§ **Exercise details**
Please recast all of the material below as a two-column CSV with the headers "text" and "answer", one row per item. Put each item's wording and its answer in their own double-quoted fields, with any line breaks replaced by spaces.

[Source records]

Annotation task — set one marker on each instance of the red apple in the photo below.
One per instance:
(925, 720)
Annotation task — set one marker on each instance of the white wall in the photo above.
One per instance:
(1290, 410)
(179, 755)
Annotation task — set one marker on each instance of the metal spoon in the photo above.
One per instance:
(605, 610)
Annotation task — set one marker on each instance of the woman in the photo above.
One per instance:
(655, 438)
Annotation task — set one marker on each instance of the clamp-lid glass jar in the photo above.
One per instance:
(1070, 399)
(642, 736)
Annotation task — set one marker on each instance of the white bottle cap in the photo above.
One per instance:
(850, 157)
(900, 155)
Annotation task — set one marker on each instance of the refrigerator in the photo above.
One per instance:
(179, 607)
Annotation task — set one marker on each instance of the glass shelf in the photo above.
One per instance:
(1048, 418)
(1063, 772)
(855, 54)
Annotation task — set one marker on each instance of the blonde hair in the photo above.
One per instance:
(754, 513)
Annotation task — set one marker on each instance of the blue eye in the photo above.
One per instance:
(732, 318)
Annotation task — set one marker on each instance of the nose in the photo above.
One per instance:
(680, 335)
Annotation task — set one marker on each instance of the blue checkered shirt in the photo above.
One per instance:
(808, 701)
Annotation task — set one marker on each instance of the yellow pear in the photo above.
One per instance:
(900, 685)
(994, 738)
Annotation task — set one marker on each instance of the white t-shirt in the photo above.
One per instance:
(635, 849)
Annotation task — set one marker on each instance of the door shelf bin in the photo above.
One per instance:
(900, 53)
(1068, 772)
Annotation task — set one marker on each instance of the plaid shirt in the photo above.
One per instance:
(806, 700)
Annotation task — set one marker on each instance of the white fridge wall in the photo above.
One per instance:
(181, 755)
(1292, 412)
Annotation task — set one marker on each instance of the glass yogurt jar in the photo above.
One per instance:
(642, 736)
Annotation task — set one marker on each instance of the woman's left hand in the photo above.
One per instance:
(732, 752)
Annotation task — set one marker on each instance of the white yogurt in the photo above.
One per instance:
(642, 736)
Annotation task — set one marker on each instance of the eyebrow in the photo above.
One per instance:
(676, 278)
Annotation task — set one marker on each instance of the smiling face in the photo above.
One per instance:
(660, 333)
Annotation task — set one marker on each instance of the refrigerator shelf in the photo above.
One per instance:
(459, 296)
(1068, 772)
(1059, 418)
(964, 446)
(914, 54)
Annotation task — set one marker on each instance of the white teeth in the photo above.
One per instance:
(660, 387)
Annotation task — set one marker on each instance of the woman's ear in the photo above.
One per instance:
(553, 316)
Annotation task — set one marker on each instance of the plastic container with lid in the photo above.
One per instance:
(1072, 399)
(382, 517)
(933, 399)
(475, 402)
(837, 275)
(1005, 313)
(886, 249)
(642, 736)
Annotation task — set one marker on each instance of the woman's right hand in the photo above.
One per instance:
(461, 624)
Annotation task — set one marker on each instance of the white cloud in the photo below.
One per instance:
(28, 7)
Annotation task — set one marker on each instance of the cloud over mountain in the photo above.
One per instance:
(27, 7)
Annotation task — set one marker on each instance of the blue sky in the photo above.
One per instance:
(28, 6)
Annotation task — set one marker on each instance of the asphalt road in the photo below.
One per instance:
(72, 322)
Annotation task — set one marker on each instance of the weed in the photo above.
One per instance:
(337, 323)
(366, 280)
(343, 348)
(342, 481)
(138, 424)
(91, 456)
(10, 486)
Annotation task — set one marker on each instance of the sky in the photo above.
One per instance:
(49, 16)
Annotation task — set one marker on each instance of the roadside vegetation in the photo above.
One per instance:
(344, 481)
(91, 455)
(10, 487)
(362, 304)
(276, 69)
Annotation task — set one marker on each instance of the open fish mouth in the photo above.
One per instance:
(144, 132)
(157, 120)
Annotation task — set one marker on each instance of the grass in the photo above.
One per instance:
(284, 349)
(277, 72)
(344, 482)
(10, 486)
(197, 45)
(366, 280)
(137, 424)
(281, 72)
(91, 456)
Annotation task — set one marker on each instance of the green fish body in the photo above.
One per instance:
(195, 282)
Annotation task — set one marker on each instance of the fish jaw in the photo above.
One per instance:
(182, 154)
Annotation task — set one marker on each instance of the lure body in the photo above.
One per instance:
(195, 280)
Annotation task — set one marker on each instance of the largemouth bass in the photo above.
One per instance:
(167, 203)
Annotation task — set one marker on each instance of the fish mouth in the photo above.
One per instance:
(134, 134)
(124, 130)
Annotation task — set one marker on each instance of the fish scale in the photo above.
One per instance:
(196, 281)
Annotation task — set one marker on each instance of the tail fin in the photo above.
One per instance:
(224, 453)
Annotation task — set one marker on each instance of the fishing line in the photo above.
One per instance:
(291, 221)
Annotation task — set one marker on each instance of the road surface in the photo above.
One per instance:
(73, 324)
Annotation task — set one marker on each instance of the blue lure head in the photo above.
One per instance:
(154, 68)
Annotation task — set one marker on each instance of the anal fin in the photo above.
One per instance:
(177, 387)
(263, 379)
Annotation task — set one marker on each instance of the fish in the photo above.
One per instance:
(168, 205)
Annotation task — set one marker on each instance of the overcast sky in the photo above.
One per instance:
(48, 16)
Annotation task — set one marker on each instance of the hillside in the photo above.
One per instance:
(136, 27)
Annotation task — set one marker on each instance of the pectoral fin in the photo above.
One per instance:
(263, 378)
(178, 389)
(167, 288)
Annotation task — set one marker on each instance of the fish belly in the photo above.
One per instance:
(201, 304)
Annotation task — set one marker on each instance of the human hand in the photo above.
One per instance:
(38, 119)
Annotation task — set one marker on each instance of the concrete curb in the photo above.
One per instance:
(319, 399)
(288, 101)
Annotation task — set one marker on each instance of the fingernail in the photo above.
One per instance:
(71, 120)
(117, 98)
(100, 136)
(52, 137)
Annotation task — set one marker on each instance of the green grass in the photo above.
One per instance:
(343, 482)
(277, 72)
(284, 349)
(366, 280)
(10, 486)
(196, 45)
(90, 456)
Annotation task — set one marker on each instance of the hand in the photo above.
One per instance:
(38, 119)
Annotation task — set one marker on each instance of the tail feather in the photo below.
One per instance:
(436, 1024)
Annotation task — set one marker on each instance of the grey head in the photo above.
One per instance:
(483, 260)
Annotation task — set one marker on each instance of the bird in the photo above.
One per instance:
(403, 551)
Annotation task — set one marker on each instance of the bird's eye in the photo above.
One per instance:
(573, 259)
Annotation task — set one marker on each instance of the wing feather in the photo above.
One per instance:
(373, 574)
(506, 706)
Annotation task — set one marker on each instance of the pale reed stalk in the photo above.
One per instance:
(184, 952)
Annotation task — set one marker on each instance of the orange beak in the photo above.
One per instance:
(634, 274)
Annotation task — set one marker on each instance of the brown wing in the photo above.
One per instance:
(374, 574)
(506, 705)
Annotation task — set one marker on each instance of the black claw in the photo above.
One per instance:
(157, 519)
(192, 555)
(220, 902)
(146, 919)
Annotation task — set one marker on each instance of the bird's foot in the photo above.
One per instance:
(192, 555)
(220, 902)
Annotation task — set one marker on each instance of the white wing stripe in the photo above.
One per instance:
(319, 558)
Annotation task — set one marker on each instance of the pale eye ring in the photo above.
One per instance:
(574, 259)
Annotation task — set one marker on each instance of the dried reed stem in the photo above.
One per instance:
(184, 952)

§ **Answer for the task**
text,answer
"Annotation task — set one marker on each instance of the red apple in the photo below. One per instance:","(925, 720)"
"Annotation task — set one marker on each instance of the white wall in the photo above. One per instance:","(1290, 410) (179, 755)"
"Annotation task — set one marker on each instance of the metal spoon in the photo above. One per instance:","(605, 610)"
"Annotation task — set one marker on each instance of the woman in the photo above. One per instance:","(655, 438)"
"Annotation task — set one marker on each instance of the clamp-lid glass jar in the photo above. One per instance:","(1070, 399) (642, 736)"
"Annotation task — set one marker on each instance of the white bottle cap in the photo above. One per instance:","(850, 157) (900, 155)"
"Annotation task — set one marker on each instance of the refrigerator in the photo above. One per instance:","(179, 607)"
"Annotation task — set one marker on each instance of the glass shelf in the photo above. One per instance:","(1048, 418) (1063, 772) (855, 54)"
"Annotation task — set one marker on each instance of the blonde hair in the photo above. One per instance:","(754, 513)"
"Annotation task — set one marker on each instance of the blue eye in the photo above. One per instance:","(732, 318)"
"Annotation task — set one marker on each instance of the nose in the photo above. One per instance:","(680, 335)"
"Annotation task — set one marker on each instance of the blue checkered shirt in the photo above. One per instance:","(808, 701)"
"Annotation task — set one marker on each instance of the yellow pear in the photo above. One per instance:","(900, 685) (994, 738)"
"Annotation task — set one marker on each instance of the white t-shirt in the photo above. One per instance:","(635, 849)"
"Annotation task — set one marker on each instance of the door shelf bin in the photo above. One per instance:","(900, 53) (1068, 772)"
"Annotation task — set one marker on each instance of the plaid shirt in the photo above. One per instance:","(806, 700)"
"Annotation task — set one marker on each instance of the white fridge wall in the photo above. One per instance:","(181, 755) (1292, 412)"
"Annotation task — set one marker on each instance of the glass yogurt jar in the photo above. One per instance:","(642, 736)"
"Annotation task — set one marker on each instance of the woman's left hand in the photo above. One per instance:","(732, 752)"
"Annotation task — set one marker on each instance of the white yogurt in the photo above. One per instance:","(642, 736)"
"Annotation task — set one marker on each instance of the eyebrow in the photo above. One per instance:","(676, 278)"
"Annotation task — set one marker on each instance of the smiling face in the photo above. One per instance:","(660, 333)"
"Annotation task — set one marker on each instance of the refrigerator shelf in the photo above. One per instance:","(459, 296) (1068, 772) (1059, 418) (964, 446) (914, 54)"
"Annotation task — set one marker on each instance of the white teeth in the photo above. One per instance:","(660, 387)"
"Annotation task — set one marker on each instance of the woman's ear in the photo above. One per instance:","(553, 316)"
"Annotation task — set one marker on each instance of the plastic container with lid in the photo above. One per instance:","(1072, 399) (382, 517) (933, 399) (475, 402) (837, 275) (1005, 313) (886, 249) (642, 736)"
"Annotation task — set one marker on each instance of the woman's right hand in the photo above. One per instance:","(461, 624)"
"Annotation task — set one marker on each instance of the white cloud in the photo below. One per instance:","(28, 7)"
"Annotation task — set one marker on each instance of the cloud over mountain in the photo above. One per instance:","(27, 7)"
"Annotation task — set one marker on each instance of the blue sky in the photo above. One per instance:","(28, 6)"
"Annotation task — set one marker on each instance of the asphalt road in the photo below. One per instance:","(72, 322)"
"Annotation task — set one marker on each instance of the weed in the photo above. One per instance:","(337, 323) (366, 280) (343, 348) (342, 481) (138, 424) (91, 456) (10, 486)"
"Annotation task — set one marker on each instance of the sky in the photo above. One per instance:","(49, 16)"
"Annotation task — set one marker on each instance of the roadside vegetation in the photo above. One per instance:","(344, 481) (91, 455) (10, 487) (362, 304) (276, 69)"
"Annotation task — set one marker on each instance of the open fish mouth in the photo above. One per instance:","(144, 132) (157, 120)"
"Annotation task — set one marker on each instance of the grass in the photo above. One per instance:","(284, 349) (277, 72) (344, 482) (10, 486) (197, 45) (366, 280) (137, 424) (281, 72) (91, 456)"
"Annotation task — set one marker on each instance of the green fish body in the photo above. One per instance:","(195, 282)"
"Annotation task — set one marker on each instance of the fish jaw in the photo above. One per instance:","(182, 154)"
"Annotation task — set one marker on each instance of the lure body in the photo above. One per instance:","(195, 280)"
"Annotation task — set one marker on each instance of the largemouth bass in the photo above. One per instance:","(167, 203)"
"Annotation task — set one marker on each instance of the fish mouth in the photo above. One per instance:","(134, 134) (124, 130)"
"Annotation task — set one marker on each instance of the fish scale in the photo above. One per instance:","(196, 281)"
"Annotation task — set one marker on each instance of the tail fin in the photo above. One per instance:","(224, 453)"
"Annotation task — set one marker on each instance of the fishing line in the photo above. One per instance:","(291, 221)"
"Annotation task — set one marker on each instance of the road surface in the photo above. One per instance:","(73, 324)"
"Annotation task — set one marker on each instance of the blue lure head in the photo above. One per instance:","(154, 68)"
"Annotation task — set one marker on each instance of the anal fin in the photo above. One per instance:","(177, 387) (263, 379)"
"Annotation task — set one marker on each instance of the fish in the photo above. One per instance:","(168, 205)"
"Annotation task — set one marker on each instance of the overcast sky in the photo above. One per instance:","(48, 16)"
"Annotation task — set one marker on each instance of the hillside in the photo above. One per instance:","(136, 27)"
"Annotation task — set one marker on each instance of the pectoral fin in the photo above. One per instance:","(263, 378) (178, 389) (167, 288)"
"Annotation task — set one marker on each instance of the fish belly in the photo above. One per instance:","(201, 304)"
"Annotation task — set one marker on each instance of the human hand in the photo above. One per instance:","(38, 119)"
"Annotation task — set one marker on each instance of the concrete curb in the photo above. One per instance:","(319, 399) (288, 101)"
"Annotation task — set one marker on each instance of the fingernail in the photo above. One per instance:","(71, 120) (117, 98) (100, 136) (52, 137)"
"Annotation task — set one marker on each instance of the green grass in the photo above. One per instance:","(343, 482) (277, 72) (284, 349) (366, 280) (10, 486) (196, 45) (90, 456)"
"Annotation task — set one marker on each instance of the hand in the photo above. One per instance:","(38, 119)"
"Annotation task — set one marker on each instance of the tail feather in the photo below. One per instance:","(436, 1024)"
"Annotation task — set one marker on each instance of the grey head in the photo above. One per instance:","(483, 260)"
"Annotation task — set one marker on each instance of the bird in the photo above. One per instance:","(403, 551)"
"Annotation task — set one marker on each instance of the bird's eye in the photo above. One per instance:","(573, 259)"
"Annotation task — set one marker on each instance of the wing feather in the photo above. One per instance:","(373, 574) (506, 706)"
"Annotation task — set one marker on each instance of the pale reed stalk in the photo above. One per instance:","(184, 952)"
"Annotation task — set one marker on each instance of the orange beak in the photo above. One per instance:","(634, 274)"
"Annotation task — set one marker on each instance of the brown wing in the photo above. One per instance:","(374, 574) (506, 705)"
"Annotation task — set one marker on each instance of the black claw in the photo above. One per instance:","(157, 519) (192, 555) (220, 902) (146, 919)"
"Annotation task — set one marker on each instance of the bird's foot in the photo above. One per instance:","(192, 555) (220, 902)"
"Annotation task — set one marker on each instance of the white wing stripe in the photo above. One per instance:","(319, 558)"
"Annotation task — set one marker on each instance of the pale eye ring in the photo above. One per instance:","(574, 259)"
"Annotation task — set one marker on each instance of the dried reed stem in the photo above. One per instance:","(184, 952)"